# Texto de leitura:
• • • • •

A
tarde estava simpática. Sem vento, o que aqui é raro, temperatura amena, sol
parcialmente encoberto mas não por muito tempo… simpática.
Decidi,
assim, ir dar uma volta p’las traseiras do prédio. Há ali um parque de jogos, já
meio degradado, mas também há florzinhas selvagens e mato qb para ficarem por lá
perdidos alguns sapatos.
Câmara
no ombro, reflector prata e negro no bolso, livro no bolso de trás do colete, e
fui.
Fiz
a volta do costume, olhando com atenção para o mato, agora já quase com meio
metro de altura nalguns pontos. Encontrei um chinelo. No topo do mato uma
azulinha prendeu a minha atenção e tratei dela também. E abanquei na zona de
jogos, que tem umas bancadas, nem boas nem más, para nos sentarmos e lermos, se
for esse o caso. Era para mim, mas não só.
Que
também por ali estavam abancadas algumas avós com os e as netinhas a correr e
jogar. Tal como algumas mães, com os recém-rebentos nos respectivos carrinhos.
Num canto, um grupo de jovens e adultos cantava, ao som de uma viola.
Eram
cânticos religiosos, com forte sotaque brasileiro, mas não me incomodava nem um
nico. O livro que encetei (uma compilação de várias comparações de esboços de
fotógrafos) absorveu-me de todo.

• • • • •

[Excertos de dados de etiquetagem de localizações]
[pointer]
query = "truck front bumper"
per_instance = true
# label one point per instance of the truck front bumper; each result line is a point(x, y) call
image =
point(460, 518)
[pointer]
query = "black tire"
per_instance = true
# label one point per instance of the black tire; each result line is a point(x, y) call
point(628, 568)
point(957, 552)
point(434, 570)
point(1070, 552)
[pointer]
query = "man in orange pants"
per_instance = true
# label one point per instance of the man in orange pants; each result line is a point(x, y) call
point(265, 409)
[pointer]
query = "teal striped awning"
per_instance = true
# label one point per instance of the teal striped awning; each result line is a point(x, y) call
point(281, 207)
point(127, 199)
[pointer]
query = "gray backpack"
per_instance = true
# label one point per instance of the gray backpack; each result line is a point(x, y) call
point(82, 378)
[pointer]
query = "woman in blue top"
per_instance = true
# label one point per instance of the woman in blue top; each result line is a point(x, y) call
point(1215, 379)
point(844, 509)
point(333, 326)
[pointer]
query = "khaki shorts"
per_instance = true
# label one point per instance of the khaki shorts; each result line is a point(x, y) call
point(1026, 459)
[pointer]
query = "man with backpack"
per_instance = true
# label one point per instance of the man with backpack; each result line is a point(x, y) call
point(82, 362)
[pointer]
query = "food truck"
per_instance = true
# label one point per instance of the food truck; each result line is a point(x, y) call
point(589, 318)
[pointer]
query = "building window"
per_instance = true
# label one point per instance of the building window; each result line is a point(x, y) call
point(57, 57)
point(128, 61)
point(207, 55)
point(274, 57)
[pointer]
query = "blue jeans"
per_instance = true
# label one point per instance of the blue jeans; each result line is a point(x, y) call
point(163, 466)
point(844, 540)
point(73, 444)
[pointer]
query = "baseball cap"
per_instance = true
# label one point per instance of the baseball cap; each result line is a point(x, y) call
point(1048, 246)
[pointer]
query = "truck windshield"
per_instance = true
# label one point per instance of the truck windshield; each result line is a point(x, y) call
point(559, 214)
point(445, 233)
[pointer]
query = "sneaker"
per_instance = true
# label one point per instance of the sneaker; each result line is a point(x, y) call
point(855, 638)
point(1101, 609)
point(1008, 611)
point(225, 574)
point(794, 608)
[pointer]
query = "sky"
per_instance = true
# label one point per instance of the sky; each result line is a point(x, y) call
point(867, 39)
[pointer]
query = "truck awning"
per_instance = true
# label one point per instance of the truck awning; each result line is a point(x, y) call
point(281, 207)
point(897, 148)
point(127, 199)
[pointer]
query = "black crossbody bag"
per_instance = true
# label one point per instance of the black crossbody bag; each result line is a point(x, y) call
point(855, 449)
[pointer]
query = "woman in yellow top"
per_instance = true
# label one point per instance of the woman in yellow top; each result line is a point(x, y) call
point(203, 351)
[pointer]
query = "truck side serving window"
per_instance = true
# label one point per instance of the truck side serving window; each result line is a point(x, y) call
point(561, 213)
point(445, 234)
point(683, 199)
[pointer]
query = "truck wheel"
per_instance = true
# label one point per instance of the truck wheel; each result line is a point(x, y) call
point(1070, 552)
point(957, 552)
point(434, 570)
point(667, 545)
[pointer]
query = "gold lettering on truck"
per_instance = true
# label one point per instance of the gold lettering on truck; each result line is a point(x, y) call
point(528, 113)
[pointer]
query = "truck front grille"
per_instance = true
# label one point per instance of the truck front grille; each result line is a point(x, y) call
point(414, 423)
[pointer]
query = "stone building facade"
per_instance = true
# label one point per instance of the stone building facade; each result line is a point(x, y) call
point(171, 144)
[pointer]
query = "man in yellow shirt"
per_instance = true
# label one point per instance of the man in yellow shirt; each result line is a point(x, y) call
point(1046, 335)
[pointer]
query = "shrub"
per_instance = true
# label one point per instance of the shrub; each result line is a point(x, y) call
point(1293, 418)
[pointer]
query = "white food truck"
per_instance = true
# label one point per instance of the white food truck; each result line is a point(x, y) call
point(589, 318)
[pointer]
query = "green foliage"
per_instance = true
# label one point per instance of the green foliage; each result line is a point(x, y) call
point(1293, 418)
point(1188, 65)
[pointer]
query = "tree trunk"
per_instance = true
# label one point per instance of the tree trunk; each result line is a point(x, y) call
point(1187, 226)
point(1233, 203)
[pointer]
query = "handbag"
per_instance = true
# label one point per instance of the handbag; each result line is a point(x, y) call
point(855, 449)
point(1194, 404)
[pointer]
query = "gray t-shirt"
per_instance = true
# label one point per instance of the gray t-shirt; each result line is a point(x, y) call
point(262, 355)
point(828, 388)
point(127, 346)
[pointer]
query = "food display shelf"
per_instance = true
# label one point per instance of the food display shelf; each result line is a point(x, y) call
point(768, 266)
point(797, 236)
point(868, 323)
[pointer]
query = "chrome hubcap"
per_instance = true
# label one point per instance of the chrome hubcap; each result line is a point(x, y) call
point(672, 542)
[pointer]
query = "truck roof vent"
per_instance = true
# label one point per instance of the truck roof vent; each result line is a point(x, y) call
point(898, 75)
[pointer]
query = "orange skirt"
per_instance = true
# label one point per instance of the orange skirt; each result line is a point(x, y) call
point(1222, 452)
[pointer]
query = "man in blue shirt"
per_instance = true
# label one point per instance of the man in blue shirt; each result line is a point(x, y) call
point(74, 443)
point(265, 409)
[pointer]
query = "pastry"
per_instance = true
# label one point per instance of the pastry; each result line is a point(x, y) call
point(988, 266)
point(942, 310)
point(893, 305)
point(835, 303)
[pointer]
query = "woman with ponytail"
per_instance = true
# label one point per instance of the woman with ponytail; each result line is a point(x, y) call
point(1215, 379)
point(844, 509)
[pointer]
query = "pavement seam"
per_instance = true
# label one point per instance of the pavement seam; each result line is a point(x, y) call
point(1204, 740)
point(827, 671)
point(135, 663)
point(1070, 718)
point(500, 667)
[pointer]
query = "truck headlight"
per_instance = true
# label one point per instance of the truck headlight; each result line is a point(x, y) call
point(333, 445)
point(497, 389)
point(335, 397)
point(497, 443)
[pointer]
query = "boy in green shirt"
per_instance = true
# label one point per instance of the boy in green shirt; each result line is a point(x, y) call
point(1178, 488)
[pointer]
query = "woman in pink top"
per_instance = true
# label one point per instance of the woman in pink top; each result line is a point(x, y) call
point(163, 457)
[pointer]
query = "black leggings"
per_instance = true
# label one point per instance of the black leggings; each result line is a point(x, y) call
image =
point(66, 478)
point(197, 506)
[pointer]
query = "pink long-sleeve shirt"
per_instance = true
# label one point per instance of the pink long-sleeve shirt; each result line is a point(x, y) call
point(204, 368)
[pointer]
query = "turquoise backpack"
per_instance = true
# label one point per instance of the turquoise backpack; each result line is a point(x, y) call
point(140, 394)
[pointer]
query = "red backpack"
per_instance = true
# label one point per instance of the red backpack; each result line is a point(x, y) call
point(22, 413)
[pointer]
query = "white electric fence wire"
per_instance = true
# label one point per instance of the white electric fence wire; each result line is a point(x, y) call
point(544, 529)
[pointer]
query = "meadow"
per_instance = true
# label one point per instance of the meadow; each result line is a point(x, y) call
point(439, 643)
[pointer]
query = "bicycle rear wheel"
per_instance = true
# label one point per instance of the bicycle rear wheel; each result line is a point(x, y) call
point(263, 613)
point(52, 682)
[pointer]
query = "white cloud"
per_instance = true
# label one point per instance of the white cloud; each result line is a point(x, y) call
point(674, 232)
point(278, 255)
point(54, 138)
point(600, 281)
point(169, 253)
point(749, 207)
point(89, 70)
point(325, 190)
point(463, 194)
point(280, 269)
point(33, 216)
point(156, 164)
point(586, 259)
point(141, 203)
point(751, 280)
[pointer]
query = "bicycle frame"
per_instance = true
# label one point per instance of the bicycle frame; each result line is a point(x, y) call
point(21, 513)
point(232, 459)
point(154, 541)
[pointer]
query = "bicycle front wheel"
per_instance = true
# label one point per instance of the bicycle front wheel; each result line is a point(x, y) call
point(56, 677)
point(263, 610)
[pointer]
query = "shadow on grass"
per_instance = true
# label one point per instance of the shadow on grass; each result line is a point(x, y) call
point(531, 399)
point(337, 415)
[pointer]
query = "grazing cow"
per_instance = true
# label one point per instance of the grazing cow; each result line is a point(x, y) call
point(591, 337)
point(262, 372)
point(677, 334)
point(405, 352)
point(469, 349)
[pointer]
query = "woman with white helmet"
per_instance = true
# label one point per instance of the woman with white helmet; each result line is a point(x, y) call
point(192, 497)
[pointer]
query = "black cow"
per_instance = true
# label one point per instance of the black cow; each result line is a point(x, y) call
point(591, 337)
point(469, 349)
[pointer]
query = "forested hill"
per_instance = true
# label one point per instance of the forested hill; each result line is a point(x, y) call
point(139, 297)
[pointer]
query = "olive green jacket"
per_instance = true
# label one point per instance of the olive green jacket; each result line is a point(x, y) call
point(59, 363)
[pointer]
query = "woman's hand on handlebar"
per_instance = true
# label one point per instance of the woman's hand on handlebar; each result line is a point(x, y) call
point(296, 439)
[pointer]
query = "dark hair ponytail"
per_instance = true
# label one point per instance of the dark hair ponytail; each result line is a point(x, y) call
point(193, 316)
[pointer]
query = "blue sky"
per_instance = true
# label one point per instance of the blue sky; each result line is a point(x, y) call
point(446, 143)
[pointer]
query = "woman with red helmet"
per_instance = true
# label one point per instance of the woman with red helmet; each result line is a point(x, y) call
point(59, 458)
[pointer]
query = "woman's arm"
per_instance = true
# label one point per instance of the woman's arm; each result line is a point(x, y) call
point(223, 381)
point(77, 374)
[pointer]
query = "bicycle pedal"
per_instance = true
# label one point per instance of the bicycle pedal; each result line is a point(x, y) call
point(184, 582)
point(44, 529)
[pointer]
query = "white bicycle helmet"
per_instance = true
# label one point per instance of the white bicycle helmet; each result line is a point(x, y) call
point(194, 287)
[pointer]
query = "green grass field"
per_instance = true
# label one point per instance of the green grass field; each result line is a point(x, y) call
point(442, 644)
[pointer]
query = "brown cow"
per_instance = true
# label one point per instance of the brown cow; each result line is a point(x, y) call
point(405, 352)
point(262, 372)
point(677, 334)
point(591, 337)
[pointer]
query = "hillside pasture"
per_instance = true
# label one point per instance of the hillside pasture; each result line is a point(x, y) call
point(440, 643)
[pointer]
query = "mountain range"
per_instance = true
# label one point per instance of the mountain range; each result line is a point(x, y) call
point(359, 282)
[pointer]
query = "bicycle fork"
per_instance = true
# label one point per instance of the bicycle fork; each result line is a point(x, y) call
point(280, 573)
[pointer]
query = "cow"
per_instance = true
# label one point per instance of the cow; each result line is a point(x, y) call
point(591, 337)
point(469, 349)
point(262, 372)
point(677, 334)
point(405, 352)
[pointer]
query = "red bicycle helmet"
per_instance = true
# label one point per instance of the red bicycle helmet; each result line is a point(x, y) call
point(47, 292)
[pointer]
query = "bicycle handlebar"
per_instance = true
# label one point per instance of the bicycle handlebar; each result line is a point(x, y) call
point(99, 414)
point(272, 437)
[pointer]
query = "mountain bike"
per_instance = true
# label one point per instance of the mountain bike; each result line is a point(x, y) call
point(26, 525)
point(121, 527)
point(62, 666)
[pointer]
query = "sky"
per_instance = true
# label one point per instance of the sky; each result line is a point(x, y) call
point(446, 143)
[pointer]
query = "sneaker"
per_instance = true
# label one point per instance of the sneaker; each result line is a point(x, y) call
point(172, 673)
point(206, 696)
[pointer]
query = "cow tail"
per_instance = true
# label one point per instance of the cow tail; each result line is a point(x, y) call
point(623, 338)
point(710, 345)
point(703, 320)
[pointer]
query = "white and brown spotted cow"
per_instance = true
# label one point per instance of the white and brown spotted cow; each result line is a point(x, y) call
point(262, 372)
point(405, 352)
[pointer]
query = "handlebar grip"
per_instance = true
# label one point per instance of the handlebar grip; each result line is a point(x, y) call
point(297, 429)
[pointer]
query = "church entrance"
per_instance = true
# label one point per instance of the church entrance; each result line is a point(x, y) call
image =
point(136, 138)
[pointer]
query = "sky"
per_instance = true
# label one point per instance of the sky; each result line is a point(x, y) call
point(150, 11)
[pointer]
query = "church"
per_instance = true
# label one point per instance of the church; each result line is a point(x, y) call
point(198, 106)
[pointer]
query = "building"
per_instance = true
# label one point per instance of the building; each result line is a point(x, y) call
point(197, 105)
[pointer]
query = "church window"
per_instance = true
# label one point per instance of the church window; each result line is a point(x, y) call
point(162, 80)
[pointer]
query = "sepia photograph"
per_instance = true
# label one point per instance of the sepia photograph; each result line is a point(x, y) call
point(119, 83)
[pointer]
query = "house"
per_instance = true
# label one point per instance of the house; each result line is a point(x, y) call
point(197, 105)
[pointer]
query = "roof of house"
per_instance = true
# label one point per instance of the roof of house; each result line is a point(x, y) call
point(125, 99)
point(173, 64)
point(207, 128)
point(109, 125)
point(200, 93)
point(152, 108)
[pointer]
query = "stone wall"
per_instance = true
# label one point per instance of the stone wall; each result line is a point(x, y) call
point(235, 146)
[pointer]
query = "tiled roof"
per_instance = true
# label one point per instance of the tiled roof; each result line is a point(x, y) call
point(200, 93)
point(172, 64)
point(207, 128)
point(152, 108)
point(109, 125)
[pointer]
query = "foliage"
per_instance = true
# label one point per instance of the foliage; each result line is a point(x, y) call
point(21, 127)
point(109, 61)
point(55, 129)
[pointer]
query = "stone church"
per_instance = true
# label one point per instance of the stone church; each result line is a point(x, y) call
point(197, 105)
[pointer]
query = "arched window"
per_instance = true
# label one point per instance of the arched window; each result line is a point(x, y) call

• • • • •

# A tarefa:
Retome, por favor, o texto sobre o passeio pelas traseiras do prédio a seguir à última frase apresentada e dê-lhe continuação.

# Resposta ao exercício:
A
dada altura a mais velha (já cinquentona) do grupo ganhou coragem e,
aproveitando o meu levantar de olhos por via de um cigarro, aproximou-se.
A
pergunta de quebrar o gelo foi a do costume: “O senhor é fotógrafo
profissional?”
A
minha resposta deixou-a meio de lado: “Uso a fotografia para alimentar a alma.”
Não
desarmou e continuou, tentando mostrar interesse sobre fotografia. E eu fiz-lhe
uma maldade: mostrei-lhe as que tinha. Nas duas câmaras, a reflex, que ela
havia visto, e a de bolso. Abanou um nico com algumas, mas aguentou a pé firme.
E
tentou desviar a conversa para onde eu sabia que ela a levaria: religião. Teve
ainda mais azar.
Que
abordou a questão do remorso e do arrependimento e não foi capaz de digerir as
réplicas, agnósticas e racionais de todo, fazendo passar o arrependimento para
o aprender na vida e afirmando que a vida é felicidade, mesmo quando corre
mesmo mal.
Ainda
estava a tentar para de abanar quando lhe atirei com a artilharia pesada: que
somos um todo e quanto mais tentarmos fazer os outros felizes, mais felicidade
temos de volta, pois toda a acção tem uma reacção, e que o bem do individuo é o
bem do todo.
A
estocada final veio com a câmara, que tornei a retirar do ombro, e o pedir-lhe
para fazer uma fotografia dos seus olhos. Foi incapaz de recusar.
Depois
de feita e vista, e o nome anotado, duas desculpas esfarrapadas e quase que
deslizou para junto do grupo a que pertencia. Olhando de soslaio p’ra mim, como
que para ter a certeza que não haveria uma qualquer cauda escondida por sob o
meu colete ou que o fumo que eu exalava não cheiraria a enxofre.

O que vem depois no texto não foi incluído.